Lozada: For listeners who don’t know what a Lotus birth is, can you explain it? 

Bootstaylor: Yeah, sure. It’s a beautiful thing, I will say. Having said that, it’s where the umbilical cord is not clamped and cut. So, after the baby’s born, you let it pulsate until it’s not pulsating anymore. It’s usually about 10, 15 minutes. And then the placenta’s delivered with the umbilical cord attached to the baby. And a true Lotus birth is actually to let the cord kind of involute and dry up and break off on its own. That takes about 10 to 14 days. You can put herbs and decrease certain aromas, if you will. Or right at that time you can cut the cord, because the placenta and the cord and baby have been delivered together. I call that a quasi-semi Lotus. 

But the concept of Lotus birth is if you can imagine this unit of placenta, umbilical cord, which is the lifeline, and the baby attached all as one. Beautiful pictures. About 95% of my births that I do are Lotus births, by the way. And I’m educating the moms about a Lotus birth and she’s like, “What is that? That was cool.” So-

Lozada: Well, and it also turns everything up on its head, because we’ve got these cultural beliefs that the first thing that you need to do as soon as this baby is born is clamp and cut, separate, right. 

Bootstaylor: Correct. 

Lozada: And you are providing a different way of doing things and also a curiosity for exploration of like, “Wait, I didn’t think… Huh.” 

Bootstaylor: So, even if you thought that through and had not thought about it before, when you are in birth or beforehand and you bring up that thought, if you are in alignment with your birth team, you should be able to explore that. And even to the point where the provider can say, “I appreciate what you’re saying. I have learned a few things. I know it’s something that you thought about and I don’t feel comfortable in doing that.” That shared decision makes the provider better and more sensitive to their preferences. 

So, it doesn’t have to be the mother having her way 110% of the time. It has to be where there’s low friction, and there’s alignment, and there’s communication, versus you’re the enemy, I’m the provider, what I say goes. So, the provider doesn’t have to support a Lotus birth or delayed cord clamping, but there’s communication about that. 

Lozada: What are some ways that people can evaluate? And you mentioned the B score of the nine questions, but are there other ways that they can also see if their provider is in alignment with this process? Because what I see happen sometimes, when people are interviewing their provider and asking them questions, everything sounds wonderful. And then as the process continues, these friction points show up, or I sometimes call them red flags. That type of conversation is no longer aligning. 

Bootstaylor: Yeah. You’re right. Because one of the questions, question number nine, I’ll read it back to you, is it says, “At or near the end of your pregnancy, do you sense a change in your provider’s temperament towards you or an overemphasis of their preferences?” At the end of the pregnancy, when things pop up that you weren’t even sure of or heard about, you just… You still should be able to have some dialogue with that provider. 

What unfortunately happens on the other end, the provider begins to or that group begins to label that person as being somewhat high friction point, maybe recalcitrant, so they start almost marginalizing that individual. It can’t be one or two mothers coming in there wanting shared decision making. So, if shared decision making is part of your everyday life in every arena, every mother before you and after you has to also bring that to that relationship with that provider.
════════
__Activity 1__:
In the interview on Lotus birth, what three things are described as attached together as one unit? List them.
__Activity 2__:
According to the interview on Lotus birth, how long does it take for the cord to dry up and break off on its own in a true Lotus birth?
__Activity 3__:
Please carry the interview on Lotus birth forward from its last sentence with a few more exchanges between Lozada and Bootstaylor.
════════
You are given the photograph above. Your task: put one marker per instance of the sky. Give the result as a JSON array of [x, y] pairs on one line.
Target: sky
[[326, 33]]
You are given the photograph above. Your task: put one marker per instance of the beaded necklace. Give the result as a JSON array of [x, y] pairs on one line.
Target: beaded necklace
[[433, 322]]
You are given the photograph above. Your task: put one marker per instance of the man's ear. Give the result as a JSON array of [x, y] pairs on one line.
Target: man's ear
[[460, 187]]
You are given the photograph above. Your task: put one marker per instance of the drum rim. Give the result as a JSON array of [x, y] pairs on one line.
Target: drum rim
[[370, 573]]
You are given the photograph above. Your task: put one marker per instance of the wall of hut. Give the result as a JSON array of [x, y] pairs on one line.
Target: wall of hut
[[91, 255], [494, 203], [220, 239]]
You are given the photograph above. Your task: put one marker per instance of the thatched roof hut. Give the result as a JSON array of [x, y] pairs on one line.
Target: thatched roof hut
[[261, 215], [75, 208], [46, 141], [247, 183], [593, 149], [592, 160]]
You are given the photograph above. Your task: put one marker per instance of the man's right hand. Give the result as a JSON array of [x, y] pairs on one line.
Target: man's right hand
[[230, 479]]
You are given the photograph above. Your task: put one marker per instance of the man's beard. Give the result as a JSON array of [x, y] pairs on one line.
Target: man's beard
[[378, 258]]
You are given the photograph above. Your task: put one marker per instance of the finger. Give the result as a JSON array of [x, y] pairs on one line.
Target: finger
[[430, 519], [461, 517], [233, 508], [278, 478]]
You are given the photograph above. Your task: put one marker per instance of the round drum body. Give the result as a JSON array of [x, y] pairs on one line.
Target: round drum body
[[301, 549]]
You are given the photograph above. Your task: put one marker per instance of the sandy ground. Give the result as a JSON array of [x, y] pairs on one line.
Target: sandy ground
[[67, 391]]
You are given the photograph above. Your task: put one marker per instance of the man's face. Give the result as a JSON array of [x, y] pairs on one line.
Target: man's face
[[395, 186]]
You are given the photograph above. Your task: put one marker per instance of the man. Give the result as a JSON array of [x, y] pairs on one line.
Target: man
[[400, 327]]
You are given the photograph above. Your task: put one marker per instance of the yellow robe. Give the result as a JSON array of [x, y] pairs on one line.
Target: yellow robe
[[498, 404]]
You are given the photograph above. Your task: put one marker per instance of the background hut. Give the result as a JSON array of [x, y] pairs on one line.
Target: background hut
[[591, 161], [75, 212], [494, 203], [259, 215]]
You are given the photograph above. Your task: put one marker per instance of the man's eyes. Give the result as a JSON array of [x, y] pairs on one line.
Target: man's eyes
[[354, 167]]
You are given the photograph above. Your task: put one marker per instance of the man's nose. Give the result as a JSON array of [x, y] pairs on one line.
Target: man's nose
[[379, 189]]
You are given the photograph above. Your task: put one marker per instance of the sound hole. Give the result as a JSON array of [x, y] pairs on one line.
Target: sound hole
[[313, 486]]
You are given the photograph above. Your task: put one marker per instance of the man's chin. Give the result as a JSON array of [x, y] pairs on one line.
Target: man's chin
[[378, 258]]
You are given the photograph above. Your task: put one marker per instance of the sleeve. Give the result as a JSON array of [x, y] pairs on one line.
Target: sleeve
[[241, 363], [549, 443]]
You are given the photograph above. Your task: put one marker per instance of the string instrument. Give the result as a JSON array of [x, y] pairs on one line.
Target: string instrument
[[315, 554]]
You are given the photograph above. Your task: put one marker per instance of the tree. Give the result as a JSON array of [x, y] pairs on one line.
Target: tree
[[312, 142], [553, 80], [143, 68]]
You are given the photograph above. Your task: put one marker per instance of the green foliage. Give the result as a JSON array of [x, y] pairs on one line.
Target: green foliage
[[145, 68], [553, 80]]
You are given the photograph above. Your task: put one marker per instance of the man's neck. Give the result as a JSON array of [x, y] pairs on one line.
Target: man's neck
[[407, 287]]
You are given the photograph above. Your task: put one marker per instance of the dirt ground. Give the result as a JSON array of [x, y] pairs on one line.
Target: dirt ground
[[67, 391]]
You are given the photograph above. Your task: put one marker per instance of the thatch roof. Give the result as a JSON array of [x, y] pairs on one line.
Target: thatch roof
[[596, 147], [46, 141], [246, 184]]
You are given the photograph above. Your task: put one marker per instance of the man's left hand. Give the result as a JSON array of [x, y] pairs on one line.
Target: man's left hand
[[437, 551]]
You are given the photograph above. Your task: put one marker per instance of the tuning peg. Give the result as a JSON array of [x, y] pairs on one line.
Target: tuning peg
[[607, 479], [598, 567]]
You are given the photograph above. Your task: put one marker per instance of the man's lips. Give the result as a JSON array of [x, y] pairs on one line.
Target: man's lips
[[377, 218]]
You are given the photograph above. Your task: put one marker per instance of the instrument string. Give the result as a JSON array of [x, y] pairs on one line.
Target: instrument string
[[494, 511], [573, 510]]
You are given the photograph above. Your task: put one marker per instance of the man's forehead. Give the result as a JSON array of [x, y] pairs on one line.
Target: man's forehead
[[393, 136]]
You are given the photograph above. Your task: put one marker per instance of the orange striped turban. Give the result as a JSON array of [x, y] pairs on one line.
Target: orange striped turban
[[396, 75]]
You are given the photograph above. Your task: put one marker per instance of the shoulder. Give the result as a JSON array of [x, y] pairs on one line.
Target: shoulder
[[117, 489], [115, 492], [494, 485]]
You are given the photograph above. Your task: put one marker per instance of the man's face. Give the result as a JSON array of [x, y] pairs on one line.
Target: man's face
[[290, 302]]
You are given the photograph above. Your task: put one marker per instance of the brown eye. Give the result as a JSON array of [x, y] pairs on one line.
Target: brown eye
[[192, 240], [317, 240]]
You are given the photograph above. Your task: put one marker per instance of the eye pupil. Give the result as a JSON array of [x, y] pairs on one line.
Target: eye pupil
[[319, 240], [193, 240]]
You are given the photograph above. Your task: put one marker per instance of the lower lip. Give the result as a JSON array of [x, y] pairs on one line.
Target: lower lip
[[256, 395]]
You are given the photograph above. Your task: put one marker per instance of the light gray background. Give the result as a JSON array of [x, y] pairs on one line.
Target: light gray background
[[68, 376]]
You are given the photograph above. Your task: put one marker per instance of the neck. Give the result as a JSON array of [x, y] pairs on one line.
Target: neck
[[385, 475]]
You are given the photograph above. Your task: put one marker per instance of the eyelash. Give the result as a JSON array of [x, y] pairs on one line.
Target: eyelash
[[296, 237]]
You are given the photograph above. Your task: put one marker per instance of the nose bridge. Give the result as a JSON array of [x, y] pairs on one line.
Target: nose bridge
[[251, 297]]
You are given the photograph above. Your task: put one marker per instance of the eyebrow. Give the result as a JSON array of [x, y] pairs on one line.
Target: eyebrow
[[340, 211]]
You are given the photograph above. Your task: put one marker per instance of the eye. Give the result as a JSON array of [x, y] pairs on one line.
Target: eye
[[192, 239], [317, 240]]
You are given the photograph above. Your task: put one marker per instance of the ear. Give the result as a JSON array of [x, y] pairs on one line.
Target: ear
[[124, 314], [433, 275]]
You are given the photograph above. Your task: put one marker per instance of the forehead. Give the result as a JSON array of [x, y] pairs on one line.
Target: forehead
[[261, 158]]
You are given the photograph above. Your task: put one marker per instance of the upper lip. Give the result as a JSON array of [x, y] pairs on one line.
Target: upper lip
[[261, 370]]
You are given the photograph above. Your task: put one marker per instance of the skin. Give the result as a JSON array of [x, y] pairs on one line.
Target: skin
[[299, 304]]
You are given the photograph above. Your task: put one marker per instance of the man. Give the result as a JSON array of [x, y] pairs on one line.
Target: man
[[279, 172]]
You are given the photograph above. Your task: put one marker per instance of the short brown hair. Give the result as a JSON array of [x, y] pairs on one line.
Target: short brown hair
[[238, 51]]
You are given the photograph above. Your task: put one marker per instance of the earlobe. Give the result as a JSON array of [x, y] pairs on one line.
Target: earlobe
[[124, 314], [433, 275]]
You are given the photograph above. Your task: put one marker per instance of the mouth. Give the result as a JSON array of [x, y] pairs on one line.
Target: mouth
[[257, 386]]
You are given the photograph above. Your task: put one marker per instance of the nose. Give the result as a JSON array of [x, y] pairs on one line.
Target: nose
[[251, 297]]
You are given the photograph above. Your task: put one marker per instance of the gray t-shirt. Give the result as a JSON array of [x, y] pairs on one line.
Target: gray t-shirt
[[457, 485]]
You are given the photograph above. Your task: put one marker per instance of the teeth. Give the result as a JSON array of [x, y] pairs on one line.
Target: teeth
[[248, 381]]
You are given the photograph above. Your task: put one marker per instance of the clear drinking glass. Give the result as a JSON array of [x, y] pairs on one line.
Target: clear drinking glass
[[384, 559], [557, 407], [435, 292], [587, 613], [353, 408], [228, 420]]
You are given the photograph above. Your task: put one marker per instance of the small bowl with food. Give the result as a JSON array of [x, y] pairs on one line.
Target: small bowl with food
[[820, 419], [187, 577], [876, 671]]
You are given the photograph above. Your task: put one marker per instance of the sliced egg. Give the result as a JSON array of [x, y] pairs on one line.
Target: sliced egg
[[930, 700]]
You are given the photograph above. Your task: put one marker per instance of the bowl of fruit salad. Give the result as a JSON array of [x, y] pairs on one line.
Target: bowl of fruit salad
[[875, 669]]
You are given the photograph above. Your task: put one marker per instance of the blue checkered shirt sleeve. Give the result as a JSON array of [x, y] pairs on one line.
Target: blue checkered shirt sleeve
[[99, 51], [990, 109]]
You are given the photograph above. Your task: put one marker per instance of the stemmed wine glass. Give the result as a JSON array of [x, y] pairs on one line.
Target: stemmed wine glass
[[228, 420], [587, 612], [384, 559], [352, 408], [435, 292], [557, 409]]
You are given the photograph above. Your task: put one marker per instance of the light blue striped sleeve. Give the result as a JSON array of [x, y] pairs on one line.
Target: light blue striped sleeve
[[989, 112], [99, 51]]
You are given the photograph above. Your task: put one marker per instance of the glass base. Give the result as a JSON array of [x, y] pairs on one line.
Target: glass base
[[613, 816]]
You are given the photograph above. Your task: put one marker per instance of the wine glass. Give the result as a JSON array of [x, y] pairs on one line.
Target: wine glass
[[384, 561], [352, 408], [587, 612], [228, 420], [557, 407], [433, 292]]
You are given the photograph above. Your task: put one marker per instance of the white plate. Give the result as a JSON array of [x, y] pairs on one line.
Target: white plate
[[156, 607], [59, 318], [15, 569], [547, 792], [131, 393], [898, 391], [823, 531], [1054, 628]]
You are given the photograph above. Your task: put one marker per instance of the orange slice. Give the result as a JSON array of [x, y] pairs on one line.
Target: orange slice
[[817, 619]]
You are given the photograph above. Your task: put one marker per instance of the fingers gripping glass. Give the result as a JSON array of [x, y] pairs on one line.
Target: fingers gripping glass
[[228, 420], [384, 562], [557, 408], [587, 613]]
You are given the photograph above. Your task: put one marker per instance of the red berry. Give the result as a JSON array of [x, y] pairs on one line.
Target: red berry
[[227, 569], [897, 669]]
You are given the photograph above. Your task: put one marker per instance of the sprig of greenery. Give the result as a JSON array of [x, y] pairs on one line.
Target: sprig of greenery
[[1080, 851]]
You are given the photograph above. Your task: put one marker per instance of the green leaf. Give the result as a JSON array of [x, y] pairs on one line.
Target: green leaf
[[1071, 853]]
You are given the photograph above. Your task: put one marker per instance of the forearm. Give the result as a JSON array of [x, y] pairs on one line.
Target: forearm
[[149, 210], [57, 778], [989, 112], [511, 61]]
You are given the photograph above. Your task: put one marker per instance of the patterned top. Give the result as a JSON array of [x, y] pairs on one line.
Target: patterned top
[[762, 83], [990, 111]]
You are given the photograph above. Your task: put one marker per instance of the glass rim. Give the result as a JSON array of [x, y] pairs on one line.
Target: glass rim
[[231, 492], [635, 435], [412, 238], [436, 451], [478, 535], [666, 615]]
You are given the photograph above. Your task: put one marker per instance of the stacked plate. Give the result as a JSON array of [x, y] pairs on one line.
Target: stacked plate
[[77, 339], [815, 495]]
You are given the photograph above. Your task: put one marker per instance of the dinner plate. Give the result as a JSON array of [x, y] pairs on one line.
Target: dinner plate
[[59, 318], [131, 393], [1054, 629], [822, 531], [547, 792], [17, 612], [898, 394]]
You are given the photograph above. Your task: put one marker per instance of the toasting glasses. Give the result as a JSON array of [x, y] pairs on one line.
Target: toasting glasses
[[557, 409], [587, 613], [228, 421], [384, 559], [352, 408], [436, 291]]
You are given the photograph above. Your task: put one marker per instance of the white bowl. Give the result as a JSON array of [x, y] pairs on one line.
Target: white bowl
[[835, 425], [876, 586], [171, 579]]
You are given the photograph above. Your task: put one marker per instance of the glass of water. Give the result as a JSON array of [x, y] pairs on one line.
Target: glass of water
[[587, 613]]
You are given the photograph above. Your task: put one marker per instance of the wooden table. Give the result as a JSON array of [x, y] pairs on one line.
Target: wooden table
════════
__Final answer 1__:
placenta, umbilical cord, baby

__Final answer 2__:
About 10 to 14 days.

__Final answer 3__:
So, it’s not new to them if everyone is coming there with an expectation to be part of the birthing process, sharing in the information, then it won’t be these surprises. 

Lozada: And so, for that one person that’s going in and speaking to their provider today, and is feeling like there’s friction points, there’s red flags, that the conversation is changing, that they’re not getting shared decision making, what can they do? 

Bootstaylor: So, it’s gonna be chipping away at something. That individual may not get what they need, but it’ll wear down or build up the provider. The challenge that I see is the mother who’s traumatized, who doesn’t even know she’s making a change or not, but if she maintains her voice, she can make it better for somebody else. And then collectively, the collective will and economics, I’m afraid, will change it. 

Lozada: And I also want to give that person permission to decide whether they’re going to chip away at that specific provider or they’re gonna say, “Listen, I fought my fight, but I’m not gonna… This is too much for me and I’m gonna change and find a different provider.” And in that walking away, you’re also making a stand and a statement. 

Bootstaylor: I agree. You are making a stand and a statement. But that gap is filled with a lot of other people, and I see moms, I see at least one person a day who’s changing her provider to my practice, who’s like 39 weeks. I’ll tell you that she’s making a change, she’s telling that provider, that group, “Hey, listen. Not me. I’m not gonna do this.” But when it’s one or two people, the provider probably doesn’t even miss the conversation. Glad the pain body is gone. Don’t have to deal with delayed cord pulsation. 

So, I think when it’s one or two, it’s kind of… It’s good for that mom individually to have that power and to do it, but a mom has to feel empowered enough en masse to make that provider group change. And that way, you’ll see people do breech births, VBACs without questioning it, Lotus birth if you need to, have doulas. 

Lozada: So then, I mean, my questions are all related. It’s about all these things that culturally we tend to view as “high risk” and a lot of providers are reluctant to do them, like you’ve been mentioning. VBACs, breech births, and it’s we’re taking away the idea that you are an expert in yourself. If something’s up, you’re gonna know.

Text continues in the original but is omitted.